**GIVEN TEXT**.
::::::::
Court of Appeals of Texas, Houston (14th Dist.).

Melvin James FARMER, Appellant,

v.

Fred L. DeFRANCESCO, M.D., Appellee.

No. C14-88-00768-CV.

Nov. 22, 1989.

On Appeal from the 234th District Court Harris County, Texas Trial Court Cause No. 8705856-A.

Before ROBERTSON, CANNON and ELLIS, JJ.

Opinion

ELLIS, Justice.

*1 This is an appeal from a summary judgment in a medical malpractice case. Melvin James Farmer (appellant) brought suit for personal injuries allegedly sustained by him due to medical treatment and care provided by Dr. Fred DeFrancesco, M.D., at Cypress Fairbanks Medical Center. Appellant submits the trial court erred in granting Dr. DeFrancesco's motion for summary judgment. We affirm.

Appellant, Melvin James Farmer, sustained injury when a piece of concrete fell on his left lower leg in an on-the-job accident. Dr. Fred DeFrancesco, M.D., was the orthopedic surgeon who attended Farmer on his initial admission to Cypress Fairbanks Medical Center on February 12, 1985. On that occasion, Dr. DeFrancesco set the fracture sustained to Farmer's leg. On February 21, 1985, Dr. Defrancesco performed an open reduction and internal fixation of Farmer's left tibia. Routine antibiotic ingestion was a component of Farmer's post- operative treatment. Farmer was discharged on March 5, 1985, without any apparent signs of infection. Farmer again consulted Dr. DeFrancesco because he had felt a popping noise in his leg. On April 2, 1985, Dr. DeFrancesco's examination revealed that Farmer's skin was sloughing at the site of the wound. On the same day, Farmer was re- admitted to Cypress Fairbanks where Dr. DeFrancesco made two incisions on each side of Farmer's leg to release pus which, when cultured, revealed the presence of the bacteria, staphylococcus. Dr. DeFrancesco ordered Keflin intravenously and aggressive whirlpool therapy to treat the infection. Farmer was again discharged on April 18, 1985, with no apparent symptoms of significant infection.
::::::::
**TASK LIST**.
(1) Write out the passage of the court opinion from "No. C14-88-00768-CV." up to and including "ELLIS, Justice.".
(2) Carry the court opinion forward from its last sentence.
The items after the court opinion are separate material that stands apart from it.
::::::::
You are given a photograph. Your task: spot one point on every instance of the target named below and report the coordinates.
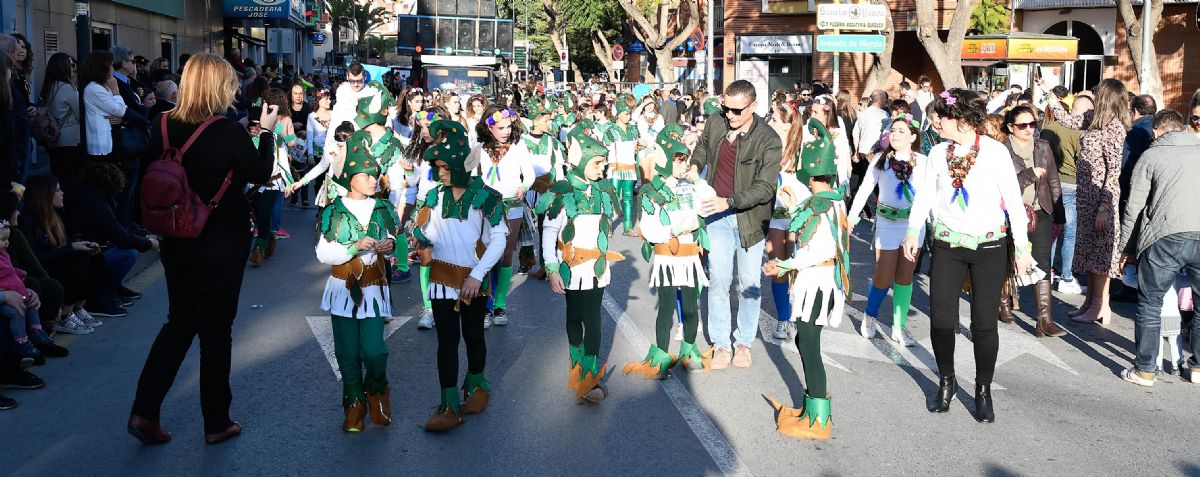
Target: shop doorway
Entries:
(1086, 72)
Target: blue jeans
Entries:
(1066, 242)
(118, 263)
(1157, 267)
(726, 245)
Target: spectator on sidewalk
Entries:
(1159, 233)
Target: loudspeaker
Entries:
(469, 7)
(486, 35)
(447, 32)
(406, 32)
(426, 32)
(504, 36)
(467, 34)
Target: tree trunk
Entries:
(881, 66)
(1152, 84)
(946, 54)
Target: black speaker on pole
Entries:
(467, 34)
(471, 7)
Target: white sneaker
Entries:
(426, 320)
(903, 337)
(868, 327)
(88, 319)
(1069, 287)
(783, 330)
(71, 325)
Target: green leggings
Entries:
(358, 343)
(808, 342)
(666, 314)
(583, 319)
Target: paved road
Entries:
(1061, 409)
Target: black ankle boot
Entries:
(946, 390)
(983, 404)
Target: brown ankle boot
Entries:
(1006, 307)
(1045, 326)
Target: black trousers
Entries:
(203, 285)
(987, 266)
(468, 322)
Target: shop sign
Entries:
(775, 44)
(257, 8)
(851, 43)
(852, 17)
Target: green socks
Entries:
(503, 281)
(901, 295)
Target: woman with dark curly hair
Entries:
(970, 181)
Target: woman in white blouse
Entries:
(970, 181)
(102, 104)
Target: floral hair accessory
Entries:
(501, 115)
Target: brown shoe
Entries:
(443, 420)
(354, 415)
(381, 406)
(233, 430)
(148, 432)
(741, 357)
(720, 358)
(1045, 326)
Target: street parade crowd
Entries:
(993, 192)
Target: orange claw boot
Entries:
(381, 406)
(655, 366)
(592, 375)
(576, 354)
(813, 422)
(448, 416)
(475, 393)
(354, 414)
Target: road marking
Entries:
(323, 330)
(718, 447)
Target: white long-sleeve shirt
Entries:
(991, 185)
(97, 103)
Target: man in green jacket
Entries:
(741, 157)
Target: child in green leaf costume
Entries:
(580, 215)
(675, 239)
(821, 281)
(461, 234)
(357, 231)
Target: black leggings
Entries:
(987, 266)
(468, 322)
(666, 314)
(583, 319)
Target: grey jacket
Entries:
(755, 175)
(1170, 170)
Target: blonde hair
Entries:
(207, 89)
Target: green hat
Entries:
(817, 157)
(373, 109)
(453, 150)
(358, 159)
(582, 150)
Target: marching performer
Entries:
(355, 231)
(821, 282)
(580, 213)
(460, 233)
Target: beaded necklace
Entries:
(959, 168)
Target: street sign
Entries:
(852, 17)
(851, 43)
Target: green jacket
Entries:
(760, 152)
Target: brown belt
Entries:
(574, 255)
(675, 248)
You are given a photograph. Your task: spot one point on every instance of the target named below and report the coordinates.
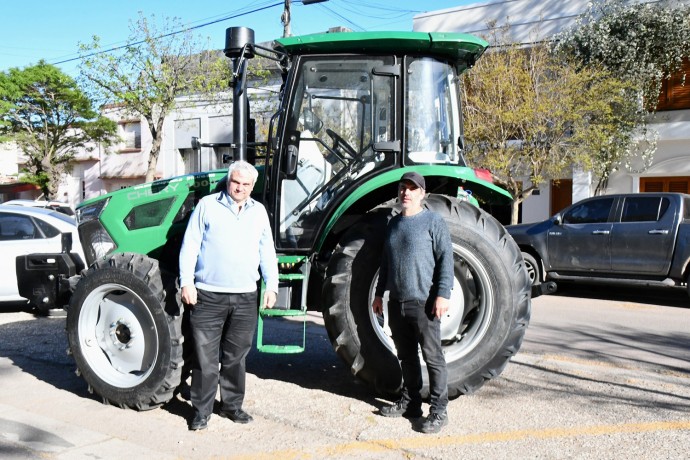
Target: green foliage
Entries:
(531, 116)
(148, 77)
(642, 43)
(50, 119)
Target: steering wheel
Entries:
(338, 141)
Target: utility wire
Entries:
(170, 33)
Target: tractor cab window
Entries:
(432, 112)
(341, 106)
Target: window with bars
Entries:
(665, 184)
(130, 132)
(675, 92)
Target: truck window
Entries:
::::::::
**ANSWERS FOR EACH ITEM**.
(1)
No. C14-88-00768-CV.

Nov. 22, 1989.

On Appeal from the 234th District Court Harris County, Texas Trial Court Cause No. 8705856-A.

Before ROBERTSON, CANNON and ELLIS, JJ.

Opinion

ELLIS, Justice.

(2)
On May 17, 1985, Dr. Montoya, a plastic surgeon, prior to performing a reconstructive skin graft on Farmer, ordered a culture of the wound site. The culture revealed that the wound was then infected with the bacteria, pseudomonas. Subsequent to his skin graft surgery, Farmer was discharged on June 5, 1985, with orders for the home administration of antibiotics to treat the pseudomonas infection.

On July 18, 1985, Dr. DeFrancesco re-admitted Farmer to Cypress Fairbanks Medical Center due to the sloughing of the skin graft at the wound site. On July 19, 1985, Dr. DeFrancesco removed all of the metallic hardware from Farmer's leg. The culture report revealed the presence of the bacterias: pseudomonas, stap aureus and enterococcus. At this point, Dr. DeFrancesco consulted Dr. Castillo, an infectious disease specialist, in regard to the complex nature of the infection. Despite additional surgery and six weeks of intravenous antibiotics, the pseudomonas bacteria persisted at the wound site. Dr. DeFrancesco then determined to transfer Farmer to the University of Texas Galveston Branch for possible hyperbaric oxygen treatment to eradicate the infection. The treatment was unsuccessful and Farmer's leg was amputated.

*2 Appellant submits five points of error. In his first point of error, appellant asserts there was no evidence and/or insufficient evidence to support the trial court's granting of summary judgment in favor of Dr. DeFrancesco. In his second point of error, appellant asserts the trial court's granting of summary judgment was improper since it did not give appellant the opportunity to depose Dr. William Mogabgab. In his third point of error, appellant asserts it was error for the trial court to consider the affidavit of Dr. Carl Vartian since verified copies of appellant's medical records were not attached to Dr. Vartian's affidavit. In his fourth point of error, appellant urges the trial court erred in not adequately considering Dr. Mogabgab's affidavit. In his fifth point of error, appellant urges the trial court erred in forcing appellant to prove a prima facie case.

A summary judgment is not entitled to the same deference given to a judgment following a trial on the merits. Unlike an appeal following a trial on the merits, when reviewing the grant of a summary judgment, the appellate court does not view the evidence in the light most favorable to the judgment of the trial court. Instead, this court must view the evidence in favor of the non-movant, resolving all doubts and indulging all reasonable inferences in favor of reversal of the summary judgment. Nixon v. Mr. Property Management, 690 S.W.2d 546, 549 (Tex. 1985).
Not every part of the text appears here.